Direction A>
Collect every line in the records below that contains the string "Input". Case counts.

>> begin Extract to read

# 1901 36" Fellows Gear Shaper



## DiscoDan (Aug 3, 2020)

I volunteer at the Tuckahoe Steam and Gas Association machine shop museum. A team of guys functionally restored the Fellows and it is now cutting gears again! Quite a complicated machine. They started out cutting some sample delrin gears as a test but this past weekend I got to witness the first cutting of a cast iron gear. It took about 10 minutes to cut. It is something to see in person. This gear will replace a missing gear for our B&S dividing head that we have on and old B&S No. 2 universal horizontal. We will use the gear in the setup to cut helical stuff.

If you notice the bell ringing in the background, that usually tells you that it is done cutting the gear but we had something set up wrong and it went off prematurely. No harm done.

Here is a video...I hope it works.


----------



## benmychree (Aug 3, 2020)

It does not work for me.


----------



## vocatexas (Aug 3, 2020)

Interesting video. I'd like to see more of the machine in action. Maybe a walk-around and then how you set up and cut a gear.


----------



## benmychree (Aug 3, 2020)

still unable to view the video --- can someone fwd me a link that might work, perhaps in a PM?


----------



## C-Bag (Aug 4, 2020)

Doesn’t work for me either


----------



## DiscoDan (Aug 4, 2020)

Sorry guys. Not sure how to save it in another format. It works on my laptop but not my phone. I will try again tomorrow.


----------



## vtcnc (Sep 6, 2020)

Works on my windows 10 desktop


----------



## benmychree (Sep 6, 2020)

Finally was able to view it, Windows 10 desktop directed me to install a free codec, for all the trouble to finally see it, 11 seconds of video was a bit of a letdown ---


----------



## dbb-the-bruce (Sep 22, 2020)

Pretty cool! Second the request to see more of the machine in action or not!

>> end Extract to read

Direction B>
According to the gear shaper thread, about how long did it take to cut the cast iron gear?

>> begin Provided data

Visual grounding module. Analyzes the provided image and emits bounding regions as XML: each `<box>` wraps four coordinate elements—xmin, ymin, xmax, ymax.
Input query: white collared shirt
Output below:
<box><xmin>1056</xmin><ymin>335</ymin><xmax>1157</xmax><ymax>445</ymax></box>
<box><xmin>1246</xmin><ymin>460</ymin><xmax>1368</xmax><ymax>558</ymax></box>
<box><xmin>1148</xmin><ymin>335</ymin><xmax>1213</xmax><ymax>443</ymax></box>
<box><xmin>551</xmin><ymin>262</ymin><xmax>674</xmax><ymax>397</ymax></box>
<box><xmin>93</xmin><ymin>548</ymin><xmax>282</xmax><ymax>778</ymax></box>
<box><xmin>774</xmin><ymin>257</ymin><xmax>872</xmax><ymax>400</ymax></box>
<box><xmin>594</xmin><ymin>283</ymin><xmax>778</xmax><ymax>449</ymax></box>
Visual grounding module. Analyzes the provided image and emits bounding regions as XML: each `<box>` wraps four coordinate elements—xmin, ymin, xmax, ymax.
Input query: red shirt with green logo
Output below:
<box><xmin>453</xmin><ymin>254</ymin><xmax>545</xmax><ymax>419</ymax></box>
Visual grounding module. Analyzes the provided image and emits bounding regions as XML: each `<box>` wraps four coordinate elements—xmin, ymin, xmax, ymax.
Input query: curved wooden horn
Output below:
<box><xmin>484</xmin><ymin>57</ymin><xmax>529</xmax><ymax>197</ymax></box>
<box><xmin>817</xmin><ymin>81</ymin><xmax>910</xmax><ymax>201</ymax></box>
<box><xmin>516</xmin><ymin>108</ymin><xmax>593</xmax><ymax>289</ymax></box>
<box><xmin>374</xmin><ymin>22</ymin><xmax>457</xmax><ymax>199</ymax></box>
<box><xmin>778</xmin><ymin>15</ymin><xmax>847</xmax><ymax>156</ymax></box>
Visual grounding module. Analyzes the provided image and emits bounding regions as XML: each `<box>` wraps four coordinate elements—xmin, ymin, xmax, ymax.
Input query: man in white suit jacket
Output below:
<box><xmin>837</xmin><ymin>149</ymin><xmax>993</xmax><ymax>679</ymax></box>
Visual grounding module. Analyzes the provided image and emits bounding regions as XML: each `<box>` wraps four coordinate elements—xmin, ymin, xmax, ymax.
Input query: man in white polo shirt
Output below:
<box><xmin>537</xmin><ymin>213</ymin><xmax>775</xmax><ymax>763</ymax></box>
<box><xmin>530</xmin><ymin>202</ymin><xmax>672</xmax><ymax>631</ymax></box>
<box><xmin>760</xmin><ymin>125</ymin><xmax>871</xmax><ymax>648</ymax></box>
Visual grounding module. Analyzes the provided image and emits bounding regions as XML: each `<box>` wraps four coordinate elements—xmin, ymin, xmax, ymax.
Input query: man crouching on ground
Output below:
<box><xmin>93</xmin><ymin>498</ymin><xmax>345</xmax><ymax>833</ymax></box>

>> end Provided data

Exercise response A>
Input query: white collared shirt
Input query: red shirt with green logo
Input query: curved wooden horn
Input query: man in white suit jacket
Input query: man in white polo shirt
Input query: man crouching on ground

Exercise response B>
About 10 minutes.